Nom du demandeur : L'ORÉAL
Nom de l'opposant : BEIERSDORF AG
Chambre : 3.3.10
Sommaire : -
Dispositions juridiques pertinentes :
European Patent Convention 1973 Art 56
European Patent Convention 1973 Art 114(2)
Mot-clé : Preuves tardives (non admises) - défaut de pertinence
Activité inventive (non) - alternative évidente - absence de préjugé technique ou de dissuasion dans l'art antérieur
Exergue :

-

Décisions citées :
T 0019/81
T 0119/82
Décisions dans lesquelles
la présente décision est citée :
-

Exposé des faits et conclusions

I. Le requérant (opposant) a introduit un recours le 6 décembre 2004 contre la décision intermédiaire de la division d'opposition, signifiée par voie postale le 22 octobre 2004 selon laquelle le brevet européen nº 786249 amendé sur la base d'un jeu de 8 revendications satisfaisait aux conditions de la CBE. Un deuxième recours contre cette décision, formé par le propriétaire du brevet le 20 décembre 2004, a été retiré par lettre datée du 11 février 2005.

● **Données brutes**:
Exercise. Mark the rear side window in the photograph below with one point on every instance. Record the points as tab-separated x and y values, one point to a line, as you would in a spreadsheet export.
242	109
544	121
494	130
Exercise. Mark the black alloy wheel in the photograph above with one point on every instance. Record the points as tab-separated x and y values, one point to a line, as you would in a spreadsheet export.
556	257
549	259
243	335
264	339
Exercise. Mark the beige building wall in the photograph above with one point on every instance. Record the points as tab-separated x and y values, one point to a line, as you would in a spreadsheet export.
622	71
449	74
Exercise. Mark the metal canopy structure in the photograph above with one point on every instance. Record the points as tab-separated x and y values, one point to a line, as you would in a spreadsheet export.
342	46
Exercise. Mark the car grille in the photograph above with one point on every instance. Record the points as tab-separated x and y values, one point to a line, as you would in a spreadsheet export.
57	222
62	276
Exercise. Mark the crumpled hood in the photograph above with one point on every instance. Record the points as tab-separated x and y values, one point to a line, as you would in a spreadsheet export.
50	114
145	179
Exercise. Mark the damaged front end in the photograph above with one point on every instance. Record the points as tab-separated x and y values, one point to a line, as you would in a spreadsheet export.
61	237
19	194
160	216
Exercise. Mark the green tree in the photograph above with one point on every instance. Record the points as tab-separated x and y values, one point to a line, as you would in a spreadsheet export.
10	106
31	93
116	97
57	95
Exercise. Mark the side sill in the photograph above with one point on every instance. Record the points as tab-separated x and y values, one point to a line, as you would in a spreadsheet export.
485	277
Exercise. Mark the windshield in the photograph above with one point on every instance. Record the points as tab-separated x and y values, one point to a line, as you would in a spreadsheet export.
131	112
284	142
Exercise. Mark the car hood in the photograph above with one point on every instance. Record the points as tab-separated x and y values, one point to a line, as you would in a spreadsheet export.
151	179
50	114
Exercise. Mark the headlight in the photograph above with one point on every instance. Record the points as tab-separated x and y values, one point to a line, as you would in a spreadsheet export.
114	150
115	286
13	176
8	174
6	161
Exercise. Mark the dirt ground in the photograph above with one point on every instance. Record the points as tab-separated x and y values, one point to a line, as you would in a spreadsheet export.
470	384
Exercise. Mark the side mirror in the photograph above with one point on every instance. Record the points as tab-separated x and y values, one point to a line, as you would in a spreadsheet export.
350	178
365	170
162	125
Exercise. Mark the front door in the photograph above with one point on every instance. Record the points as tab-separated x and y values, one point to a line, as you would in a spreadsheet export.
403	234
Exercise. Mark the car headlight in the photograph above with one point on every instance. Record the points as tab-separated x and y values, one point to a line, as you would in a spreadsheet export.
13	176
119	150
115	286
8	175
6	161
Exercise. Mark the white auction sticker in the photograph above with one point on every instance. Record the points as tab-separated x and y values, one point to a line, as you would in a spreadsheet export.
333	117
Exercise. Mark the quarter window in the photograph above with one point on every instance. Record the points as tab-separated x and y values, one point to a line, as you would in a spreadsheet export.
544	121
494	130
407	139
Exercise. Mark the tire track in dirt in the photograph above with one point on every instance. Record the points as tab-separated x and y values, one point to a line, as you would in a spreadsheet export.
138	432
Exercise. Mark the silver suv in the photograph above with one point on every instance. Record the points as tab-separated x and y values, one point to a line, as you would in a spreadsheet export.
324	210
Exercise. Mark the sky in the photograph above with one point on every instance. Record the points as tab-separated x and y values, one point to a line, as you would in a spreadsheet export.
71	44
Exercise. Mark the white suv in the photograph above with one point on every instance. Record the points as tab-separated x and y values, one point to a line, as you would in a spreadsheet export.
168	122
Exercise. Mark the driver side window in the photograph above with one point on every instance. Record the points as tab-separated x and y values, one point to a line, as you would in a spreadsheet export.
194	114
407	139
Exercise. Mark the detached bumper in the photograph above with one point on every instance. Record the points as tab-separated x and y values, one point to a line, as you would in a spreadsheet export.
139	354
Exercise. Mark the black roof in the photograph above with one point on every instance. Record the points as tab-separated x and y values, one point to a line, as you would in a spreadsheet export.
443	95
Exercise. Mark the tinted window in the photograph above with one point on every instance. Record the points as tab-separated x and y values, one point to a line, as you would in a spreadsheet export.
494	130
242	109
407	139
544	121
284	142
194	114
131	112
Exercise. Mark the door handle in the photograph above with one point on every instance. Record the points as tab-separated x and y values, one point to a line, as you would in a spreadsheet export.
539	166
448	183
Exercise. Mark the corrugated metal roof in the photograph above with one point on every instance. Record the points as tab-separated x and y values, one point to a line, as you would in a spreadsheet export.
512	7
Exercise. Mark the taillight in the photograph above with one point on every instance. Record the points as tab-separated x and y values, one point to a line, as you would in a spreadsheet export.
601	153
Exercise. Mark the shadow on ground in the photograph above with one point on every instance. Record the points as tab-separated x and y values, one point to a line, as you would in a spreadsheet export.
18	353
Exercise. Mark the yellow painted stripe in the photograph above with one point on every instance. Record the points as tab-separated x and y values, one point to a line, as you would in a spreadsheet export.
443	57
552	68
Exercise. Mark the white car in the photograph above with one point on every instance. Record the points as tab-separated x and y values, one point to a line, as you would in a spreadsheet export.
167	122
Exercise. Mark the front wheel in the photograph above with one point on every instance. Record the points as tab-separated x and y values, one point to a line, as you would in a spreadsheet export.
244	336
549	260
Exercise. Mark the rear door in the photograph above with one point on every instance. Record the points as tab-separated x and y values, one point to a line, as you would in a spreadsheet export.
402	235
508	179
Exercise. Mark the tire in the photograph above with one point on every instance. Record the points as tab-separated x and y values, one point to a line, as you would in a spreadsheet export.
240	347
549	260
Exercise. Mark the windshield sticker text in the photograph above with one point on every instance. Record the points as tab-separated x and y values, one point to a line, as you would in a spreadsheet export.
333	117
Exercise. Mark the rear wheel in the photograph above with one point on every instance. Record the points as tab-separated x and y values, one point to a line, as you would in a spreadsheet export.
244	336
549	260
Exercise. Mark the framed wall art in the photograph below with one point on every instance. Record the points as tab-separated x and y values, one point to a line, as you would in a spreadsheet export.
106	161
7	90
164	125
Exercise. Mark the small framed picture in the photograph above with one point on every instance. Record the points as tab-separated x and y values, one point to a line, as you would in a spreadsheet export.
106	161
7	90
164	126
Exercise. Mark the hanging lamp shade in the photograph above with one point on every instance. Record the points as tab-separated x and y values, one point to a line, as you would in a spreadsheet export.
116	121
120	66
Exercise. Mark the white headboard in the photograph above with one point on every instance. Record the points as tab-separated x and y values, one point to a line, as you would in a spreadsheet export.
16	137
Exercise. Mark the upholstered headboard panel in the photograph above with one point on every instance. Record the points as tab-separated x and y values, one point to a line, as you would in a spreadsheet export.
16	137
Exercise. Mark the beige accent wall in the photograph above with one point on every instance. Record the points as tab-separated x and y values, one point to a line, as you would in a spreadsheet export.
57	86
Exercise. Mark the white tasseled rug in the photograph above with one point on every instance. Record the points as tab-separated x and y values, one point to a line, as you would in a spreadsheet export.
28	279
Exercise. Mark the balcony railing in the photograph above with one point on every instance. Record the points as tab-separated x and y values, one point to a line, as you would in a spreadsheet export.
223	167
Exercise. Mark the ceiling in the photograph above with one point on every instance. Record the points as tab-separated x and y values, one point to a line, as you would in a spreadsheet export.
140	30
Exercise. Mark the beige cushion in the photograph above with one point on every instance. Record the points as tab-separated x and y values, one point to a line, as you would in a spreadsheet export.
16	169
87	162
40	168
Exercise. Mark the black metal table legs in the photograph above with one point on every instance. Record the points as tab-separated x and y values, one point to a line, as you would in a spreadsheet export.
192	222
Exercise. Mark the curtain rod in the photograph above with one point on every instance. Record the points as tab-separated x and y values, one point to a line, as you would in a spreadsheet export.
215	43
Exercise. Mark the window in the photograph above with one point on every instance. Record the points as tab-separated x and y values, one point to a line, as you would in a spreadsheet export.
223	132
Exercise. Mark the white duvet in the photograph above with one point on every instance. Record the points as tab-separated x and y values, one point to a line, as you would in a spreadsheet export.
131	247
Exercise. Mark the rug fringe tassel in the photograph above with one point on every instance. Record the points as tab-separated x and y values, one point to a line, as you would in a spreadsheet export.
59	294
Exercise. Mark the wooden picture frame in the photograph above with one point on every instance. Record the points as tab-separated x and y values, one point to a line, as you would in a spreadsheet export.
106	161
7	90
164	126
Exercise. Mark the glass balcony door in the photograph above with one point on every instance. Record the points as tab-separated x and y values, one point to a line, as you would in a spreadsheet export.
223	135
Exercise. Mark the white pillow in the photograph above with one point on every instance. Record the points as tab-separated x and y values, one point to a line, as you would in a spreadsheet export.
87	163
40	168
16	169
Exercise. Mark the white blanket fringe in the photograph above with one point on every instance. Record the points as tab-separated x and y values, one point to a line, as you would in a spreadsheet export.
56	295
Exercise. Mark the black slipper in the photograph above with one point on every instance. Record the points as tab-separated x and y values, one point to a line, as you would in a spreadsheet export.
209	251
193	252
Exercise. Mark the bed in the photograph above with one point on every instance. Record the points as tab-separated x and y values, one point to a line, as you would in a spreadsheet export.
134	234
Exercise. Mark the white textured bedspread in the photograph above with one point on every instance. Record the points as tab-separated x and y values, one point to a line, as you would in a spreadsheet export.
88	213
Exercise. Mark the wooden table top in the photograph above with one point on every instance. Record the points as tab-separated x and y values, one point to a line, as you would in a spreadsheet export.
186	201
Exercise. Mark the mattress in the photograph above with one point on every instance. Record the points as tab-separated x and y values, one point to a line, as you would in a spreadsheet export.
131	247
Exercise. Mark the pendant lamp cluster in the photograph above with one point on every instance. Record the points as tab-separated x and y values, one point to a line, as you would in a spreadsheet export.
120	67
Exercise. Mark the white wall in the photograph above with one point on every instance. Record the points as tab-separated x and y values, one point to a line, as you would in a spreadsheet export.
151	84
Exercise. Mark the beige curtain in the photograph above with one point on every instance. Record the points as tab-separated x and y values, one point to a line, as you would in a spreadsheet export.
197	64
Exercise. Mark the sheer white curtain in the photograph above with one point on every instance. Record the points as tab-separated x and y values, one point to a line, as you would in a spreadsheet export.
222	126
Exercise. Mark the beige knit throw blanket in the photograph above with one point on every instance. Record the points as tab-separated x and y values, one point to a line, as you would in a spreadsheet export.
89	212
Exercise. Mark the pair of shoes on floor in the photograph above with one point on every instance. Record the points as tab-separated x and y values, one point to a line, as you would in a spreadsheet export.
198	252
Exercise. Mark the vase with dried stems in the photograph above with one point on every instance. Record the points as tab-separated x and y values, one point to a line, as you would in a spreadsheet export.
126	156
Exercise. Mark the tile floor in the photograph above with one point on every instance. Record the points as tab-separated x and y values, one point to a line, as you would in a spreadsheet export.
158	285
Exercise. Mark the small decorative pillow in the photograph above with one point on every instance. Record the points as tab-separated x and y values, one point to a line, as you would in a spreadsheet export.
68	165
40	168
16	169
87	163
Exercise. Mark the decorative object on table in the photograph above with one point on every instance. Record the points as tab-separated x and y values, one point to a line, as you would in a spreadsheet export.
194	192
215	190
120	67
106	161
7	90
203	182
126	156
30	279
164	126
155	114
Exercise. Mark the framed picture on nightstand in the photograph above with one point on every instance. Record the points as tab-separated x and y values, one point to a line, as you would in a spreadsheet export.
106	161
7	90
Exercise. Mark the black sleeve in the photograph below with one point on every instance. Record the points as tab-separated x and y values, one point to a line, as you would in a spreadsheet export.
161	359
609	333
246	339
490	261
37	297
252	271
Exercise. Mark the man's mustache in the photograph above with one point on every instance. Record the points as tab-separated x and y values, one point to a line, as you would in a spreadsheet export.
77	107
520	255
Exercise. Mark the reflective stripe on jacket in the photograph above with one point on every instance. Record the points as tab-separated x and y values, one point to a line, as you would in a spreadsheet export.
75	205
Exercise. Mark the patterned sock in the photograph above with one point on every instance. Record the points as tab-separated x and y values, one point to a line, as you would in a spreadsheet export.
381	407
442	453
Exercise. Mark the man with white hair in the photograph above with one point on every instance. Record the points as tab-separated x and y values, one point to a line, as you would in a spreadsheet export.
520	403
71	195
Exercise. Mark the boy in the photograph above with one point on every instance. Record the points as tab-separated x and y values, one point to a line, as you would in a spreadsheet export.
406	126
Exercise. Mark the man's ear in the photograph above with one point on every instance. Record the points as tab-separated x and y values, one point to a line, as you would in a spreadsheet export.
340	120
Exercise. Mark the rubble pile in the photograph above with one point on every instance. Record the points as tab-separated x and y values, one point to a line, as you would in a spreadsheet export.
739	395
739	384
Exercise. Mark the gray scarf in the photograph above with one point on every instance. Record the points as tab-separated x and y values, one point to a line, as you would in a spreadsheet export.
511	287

● **Objectifs**:
**A)** Selon l'extrait de la décision de recours, de quand est datée la lettre par laquelle le propriétaire du brevet a retiré son recours ?
**B)** Poursuivez l'extrait de la décision de recours au-delà de sa dernière phrase.

● **Résultats par consigne**:
**A)** Elle est datée du 11 février 2005.

**B)**
II. Une opposition avait été formée par le requérant en vue d'obtenir la révocation du brevet dans sa totalité en invoquant les motifs de manque de nouveauté et d'activité inventive (Article 100 (a) CBE) et d'insuffisance d'exposé de l'invention (Article 100 (b) CBE), se fondant notamment sur les documents suivants :

(1) J.J. de Bruin, "Hydrophobically modified Cellulose Ether for personal Care", Seifen, Öle, Fette, Wachse-Journal, vol. 120, no. 15, (1994), pages 944 à 947,

(2) US-A-5100658,

(3) WO-A-93/16683 et

(14) WO-A-95/00111.

III. La division d'opposition avait décidé entre autres que l'objet de la revendication 1 modifiée au cours de la procédure d'opposition impliquait une activité inventive (Article 56 CBE). Selon la division d'opposition, le document (1) représentait l'art antérieur le plus proche et aucun des autres documents cités, seuls ou en combinaison avec le document (1), ne suggérait l'objet revendiqué comme étant une solution au problème de fournir des émulsions cosmétiques non-grumeleuses ayant une forte teneur en sels.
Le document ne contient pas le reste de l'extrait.